■ Assignment:
Could you set down the full listing, unchanged?

■ Input material:

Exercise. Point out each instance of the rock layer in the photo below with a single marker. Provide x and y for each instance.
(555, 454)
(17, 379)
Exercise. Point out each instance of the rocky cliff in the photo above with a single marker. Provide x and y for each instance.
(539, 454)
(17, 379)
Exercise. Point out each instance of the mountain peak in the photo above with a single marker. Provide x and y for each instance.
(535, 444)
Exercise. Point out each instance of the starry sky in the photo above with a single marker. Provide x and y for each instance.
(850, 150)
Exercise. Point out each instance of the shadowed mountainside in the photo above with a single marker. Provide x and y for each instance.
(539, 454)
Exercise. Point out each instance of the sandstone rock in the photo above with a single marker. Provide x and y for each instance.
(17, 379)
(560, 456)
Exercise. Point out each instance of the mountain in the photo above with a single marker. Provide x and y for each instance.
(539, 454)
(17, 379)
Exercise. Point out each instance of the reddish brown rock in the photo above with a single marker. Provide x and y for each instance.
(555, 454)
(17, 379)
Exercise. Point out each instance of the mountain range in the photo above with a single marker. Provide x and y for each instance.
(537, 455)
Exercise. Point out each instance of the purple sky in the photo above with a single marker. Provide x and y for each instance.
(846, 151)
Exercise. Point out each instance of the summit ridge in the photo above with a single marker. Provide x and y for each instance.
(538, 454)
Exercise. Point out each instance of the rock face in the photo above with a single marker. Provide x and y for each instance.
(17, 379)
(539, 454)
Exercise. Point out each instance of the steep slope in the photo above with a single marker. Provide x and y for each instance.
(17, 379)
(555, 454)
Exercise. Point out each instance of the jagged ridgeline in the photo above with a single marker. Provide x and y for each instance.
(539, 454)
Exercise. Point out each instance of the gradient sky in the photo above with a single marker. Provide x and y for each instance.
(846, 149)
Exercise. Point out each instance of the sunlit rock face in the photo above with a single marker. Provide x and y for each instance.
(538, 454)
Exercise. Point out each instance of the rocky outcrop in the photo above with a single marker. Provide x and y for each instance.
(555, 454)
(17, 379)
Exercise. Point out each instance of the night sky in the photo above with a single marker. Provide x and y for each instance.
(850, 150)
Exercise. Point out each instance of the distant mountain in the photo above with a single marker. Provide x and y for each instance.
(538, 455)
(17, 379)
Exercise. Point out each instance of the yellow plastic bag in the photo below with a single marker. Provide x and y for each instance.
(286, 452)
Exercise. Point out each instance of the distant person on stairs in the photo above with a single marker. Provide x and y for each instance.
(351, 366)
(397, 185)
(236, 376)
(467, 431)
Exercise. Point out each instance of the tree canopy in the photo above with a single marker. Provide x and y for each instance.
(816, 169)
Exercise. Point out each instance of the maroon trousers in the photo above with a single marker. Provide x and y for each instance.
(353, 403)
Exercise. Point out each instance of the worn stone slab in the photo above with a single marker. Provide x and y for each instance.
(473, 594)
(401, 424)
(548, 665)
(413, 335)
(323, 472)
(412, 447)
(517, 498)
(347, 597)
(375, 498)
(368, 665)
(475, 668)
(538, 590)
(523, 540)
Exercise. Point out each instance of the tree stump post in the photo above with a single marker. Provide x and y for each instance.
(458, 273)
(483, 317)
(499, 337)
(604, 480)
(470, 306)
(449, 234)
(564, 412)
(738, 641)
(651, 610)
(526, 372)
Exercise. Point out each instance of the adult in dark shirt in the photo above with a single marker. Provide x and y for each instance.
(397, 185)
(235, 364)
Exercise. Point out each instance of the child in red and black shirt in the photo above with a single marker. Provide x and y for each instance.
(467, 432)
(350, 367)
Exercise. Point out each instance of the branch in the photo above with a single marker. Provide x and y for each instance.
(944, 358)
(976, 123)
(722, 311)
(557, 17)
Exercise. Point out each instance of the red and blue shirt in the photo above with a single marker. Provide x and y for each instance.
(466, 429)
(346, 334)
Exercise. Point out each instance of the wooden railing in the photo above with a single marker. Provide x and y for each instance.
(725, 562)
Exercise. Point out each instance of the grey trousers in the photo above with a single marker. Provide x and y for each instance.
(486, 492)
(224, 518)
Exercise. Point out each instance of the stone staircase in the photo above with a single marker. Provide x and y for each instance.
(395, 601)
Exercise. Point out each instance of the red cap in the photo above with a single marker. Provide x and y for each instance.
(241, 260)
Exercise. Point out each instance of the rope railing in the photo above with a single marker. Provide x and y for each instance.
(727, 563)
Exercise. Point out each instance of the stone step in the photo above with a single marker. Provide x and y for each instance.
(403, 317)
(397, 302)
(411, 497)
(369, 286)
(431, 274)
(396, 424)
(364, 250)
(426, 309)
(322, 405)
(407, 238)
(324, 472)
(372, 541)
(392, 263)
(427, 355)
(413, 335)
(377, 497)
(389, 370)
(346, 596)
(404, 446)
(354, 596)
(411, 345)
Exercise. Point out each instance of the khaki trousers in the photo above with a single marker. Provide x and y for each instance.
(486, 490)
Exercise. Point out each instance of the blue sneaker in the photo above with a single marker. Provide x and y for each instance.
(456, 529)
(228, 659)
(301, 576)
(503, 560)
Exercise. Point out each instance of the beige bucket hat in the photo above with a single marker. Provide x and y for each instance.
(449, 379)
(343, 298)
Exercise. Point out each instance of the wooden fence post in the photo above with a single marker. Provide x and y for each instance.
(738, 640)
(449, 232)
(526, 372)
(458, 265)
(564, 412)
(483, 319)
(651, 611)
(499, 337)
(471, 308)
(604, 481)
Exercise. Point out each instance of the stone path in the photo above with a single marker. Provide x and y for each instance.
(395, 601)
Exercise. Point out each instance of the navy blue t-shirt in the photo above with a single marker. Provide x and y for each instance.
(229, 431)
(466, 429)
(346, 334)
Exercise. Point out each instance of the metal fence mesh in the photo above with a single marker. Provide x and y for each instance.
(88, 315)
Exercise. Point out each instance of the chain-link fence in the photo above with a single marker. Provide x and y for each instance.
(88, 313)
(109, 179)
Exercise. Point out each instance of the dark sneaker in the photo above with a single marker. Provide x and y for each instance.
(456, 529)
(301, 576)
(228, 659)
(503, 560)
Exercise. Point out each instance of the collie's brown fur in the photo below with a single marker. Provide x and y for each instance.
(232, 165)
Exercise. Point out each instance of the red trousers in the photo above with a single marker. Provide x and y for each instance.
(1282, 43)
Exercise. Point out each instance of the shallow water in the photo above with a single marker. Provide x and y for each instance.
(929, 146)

■ Solution for this problem:
Exercise. Point out each instance of the rock layer in the photo below with a single marker. Provide x and y for each instance.
(555, 454)
(17, 379)
Exercise. Point out each instance of the rocky cliff in the photo above with a single marker. Provide x and y for each instance.
(539, 454)
(17, 379)
Exercise. Point out each instance of the mountain peak in the photo above with a single marker. Provide x and y for each instance.
(535, 444)
Exercise. Point out each instance of the starry sky in the photo above with a single marker. Provide x and y for each instance.
(850, 150)
Exercise. Point out each instance of the shadowed mountainside in the photo above with a single marker. Provide x and y for each instance.
(539, 454)
Exercise. Point out each instance of the sandstone rock in the photo above with a single marker. Provide x and y for each instance.
(17, 379)
(560, 456)
Exercise. Point out each instance of the mountain in the photo above with a single marker. Provide x and y for each instance.
(539, 454)
(17, 379)
Exercise. Point out each instance of the reddish brown rock in the photo above with a single marker. Provide x and y for each instance.
(555, 454)
(17, 379)
Exercise. Point out each instance of the mountain range in the photo above with a single marker. Provide x and y for each instance.
(537, 455)
Exercise. Point out each instance of the purple sky in the photo above with a single marker. Provide x and y for each instance.
(846, 151)
Exercise. Point out each instance of the summit ridge in the photo above with a single marker. Provide x and y for each instance.
(538, 454)
Exercise. Point out each instance of the rock face in the photo above with a single marker. Provide x and y for each instance.
(17, 379)
(539, 454)
Exercise. Point out each instance of the steep slope in the photo above with a single marker. Provide x and y for each instance.
(17, 379)
(555, 454)
Exercise. Point out each instance of the jagged ridgeline in the photo above with a single marker. Provide x and y for each instance.
(539, 454)
Exercise. Point out each instance of the gradient sky in the photo above with a single marker. Provide x and y for each instance.
(846, 149)
Exercise. Point out each instance of the sunlit rock face in the photo above with a single marker. Provide x and y for each instance.
(538, 454)
Exercise. Point out each instance of the rocky outcrop in the photo above with a single marker. Provide x and y for each instance.
(555, 454)
(17, 379)
Exercise. Point out each instance of the night sky in the photo above with a single marker. Provide x and y for each instance.
(850, 150)
Exercise. Point out each instance of the distant mountain in the photo above with a single marker. Provide x and y for each instance.
(538, 455)
(17, 379)
Exercise. Point out each instance of the yellow plastic bag in the photo below with a single marker. Provide x and y for each instance.
(286, 452)
Exercise. Point out each instance of the distant person on stairs in the photo above with a single marker. Provide x and y for each instance.
(351, 366)
(397, 185)
(236, 376)
(467, 431)
Exercise. Point out each instance of the tree canopy in the photo above with a single marker. Provide x and y for each instance.
(816, 169)
Exercise. Point out each instance of the maroon trousers in the photo above with a single marker. Provide x and y for each instance.
(353, 403)
Exercise. Point out each instance of the worn stone slab in the photo above with a single marker. Provide x and y for each instance.
(473, 594)
(401, 424)
(548, 665)
(413, 335)
(323, 472)
(412, 447)
(517, 498)
(347, 597)
(375, 498)
(368, 665)
(475, 668)
(538, 590)
(523, 540)
Exercise. Point out each instance of the tree stump post in the photo above with a single marker. Provide x and y for each instance.
(458, 273)
(483, 317)
(499, 337)
(604, 480)
(470, 306)
(449, 234)
(564, 412)
(738, 641)
(651, 610)
(526, 372)
Exercise. Point out each instance of the adult in dark shirt in the photo above with a single marker. Provide x and y for each instance.
(397, 185)
(235, 364)
Exercise. Point out each instance of the child in red and black shirt in the photo above with a single marker. Provide x and y for each instance.
(467, 432)
(350, 367)
Exercise. Point out each instance of the branch in the photo above with a single marker. Provide x and y for each instance.
(944, 358)
(976, 123)
(722, 311)
(557, 17)
Exercise. Point out each instance of the red and blue shirt in the photo above with a single marker. Provide x and y for each instance.
(466, 429)
(346, 334)
Exercise. Point out each instance of the wooden railing in the photo above with a single marker. Provide x and y for each instance.
(725, 562)
Exercise. Point out each instance of the grey trousers in the photo above with a single marker. Provide x and y for each instance.
(486, 492)
(224, 518)
Exercise. Point out each instance of the stone staircase in the photo above with a single marker. Provide x and y for each instance.
(395, 601)
Exercise. Point out each instance of the red cap in the photo above with a single marker. Provide x and y for each instance.
(241, 260)
Exercise. Point out each instance of the rope railing in the photo above with a single marker. Provide x and y for each instance.
(727, 563)
Exercise. Point out each instance of the stone step in the photo above with a single marker. Provide x and y for each instance.
(403, 317)
(397, 302)
(411, 497)
(369, 286)
(431, 274)
(396, 424)
(364, 250)
(426, 309)
(322, 405)
(407, 238)
(324, 472)
(372, 541)
(392, 263)
(427, 355)
(413, 335)
(377, 497)
(389, 370)
(346, 596)
(404, 446)
(354, 596)
(411, 345)
Exercise. Point out each instance of the khaki trousers in the photo above with a single marker. Provide x and y for each instance.
(486, 490)
Exercise. Point out each instance of the blue sneaker in the photo above with a single marker. Provide x and y for each instance.
(456, 529)
(228, 659)
(301, 576)
(503, 560)
Exercise. Point out each instance of the beige bucket hat in the photo above with a single marker. Provide x and y for each instance.
(449, 379)
(343, 298)
Exercise. Point out each instance of the wooden fence post in the photo above with a single marker. Provide x and y for each instance.
(738, 640)
(449, 232)
(526, 372)
(458, 265)
(564, 412)
(483, 319)
(651, 611)
(499, 337)
(471, 308)
(604, 481)
Exercise. Point out each instance of the stone path in the photo above with a single marker. Provide x and y for each instance.
(395, 601)
Exercise. Point out each instance of the navy blue t-shirt in the photo above with a single marker. Provide x and y for each instance.
(229, 431)
(466, 429)
(346, 334)
Exercise. Point out each instance of the metal fence mesh in the photo above with a single marker. Provide x and y for each instance.
(88, 315)
Exercise. Point out each instance of the chain-link fence in the photo above with a single marker. Provide x and y for each instance.
(88, 313)
(109, 179)
Exercise. Point out each instance of the dark sneaker in the photo above with a single marker. Provide x and y for each instance.
(456, 529)
(301, 576)
(228, 659)
(503, 560)
Exercise. Point out each instance of the collie's brown fur in the photo below with a single marker. Provide x and y for each instance.
(232, 165)
Exercise. Point out each instance of the red trousers in the photo above with a single marker. Provide x and y for each instance.
(1282, 43)
Exercise. Point out each instance of the shallow water in the photo above with a single marker. Provide x and y for each instance.
(929, 146)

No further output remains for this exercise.